TEXTAUSZUG →
○ ○ ○ ○

Der ist ein Faktor. Richter und Angeklagter
sind aber nicht auf Augenhöhe. Und der Humor fällt
manchmal herunter.
Fritz Hirzel, Passagiere des Glücks. Wem Lachen auf
die Sprünge hilft. Essay. 140 Seiten. Berlin 2004
„Bevor Sie mich verurteilen, möchte ich das Gericht
daran erinnern, dass ich durch das Gebäude nur gegangen
bin, weil ich ein WC gesucht habe.”
Das sagt der Angeklagte. Er steht unten. Oben sitzt
der Richter. Der Kopf des Angeklagten reicht genau bis zur Richtertischkante. Asymmetrisch ist das. Darauf
richten Cartoonisten im Gericht immer wieder unser Augenmerk,
P. C. Vey im New Yorker Anfang Februar 2003 in diesem Fall.
Nein, auf gleicher Augenhöhe sind sie nicht. Der Richter,
der Angeklagte. Ist einer hier in die Mühlen der Justiz geraten?

○ ○ ○ ○

BEREITGESTELLTE DATEN →

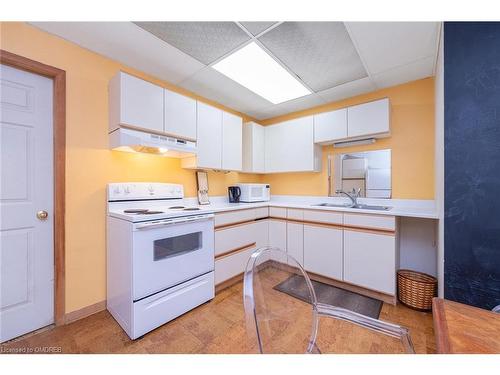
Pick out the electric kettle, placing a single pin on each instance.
(234, 193)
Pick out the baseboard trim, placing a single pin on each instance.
(84, 312)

○ ○ ○ ○

AUFGABEN →
a. Beantworte anhand des Textauszugs diese Fragen:
(i) Bis wohin reicht der Kopf des Angeklagten?
(ii) Aus welchem Grund ist der Angeklagte nach eigener Aussage durch das Gebäude gegangen?
(iii) Wer hat in diesem Fall auf die Asymmetrie aufmerksam gemacht, und wo und wann erschien das?
b. Führe jede Angabe, die der Textauszug in der Literaturangabe zum Buch von Fritz Hirzel macht, in einer eigenen Zeile auf.
Das Material stammt aus einer anderen Quelle als der Textauszug.

ANTWORTEN JE AUFGABE →
a.
(i) Genau bis zur Richtertischkante.
(ii) Er hat ein WC gesucht.
(iii) P. C. Vey, im New Yorker Anfang Februar 2003.

b.
Fritz Hirzel
Passagiere des Glücks
Wem Lachen auf die Sprünge hilft
Essay
140 Seiten
Berlin
2004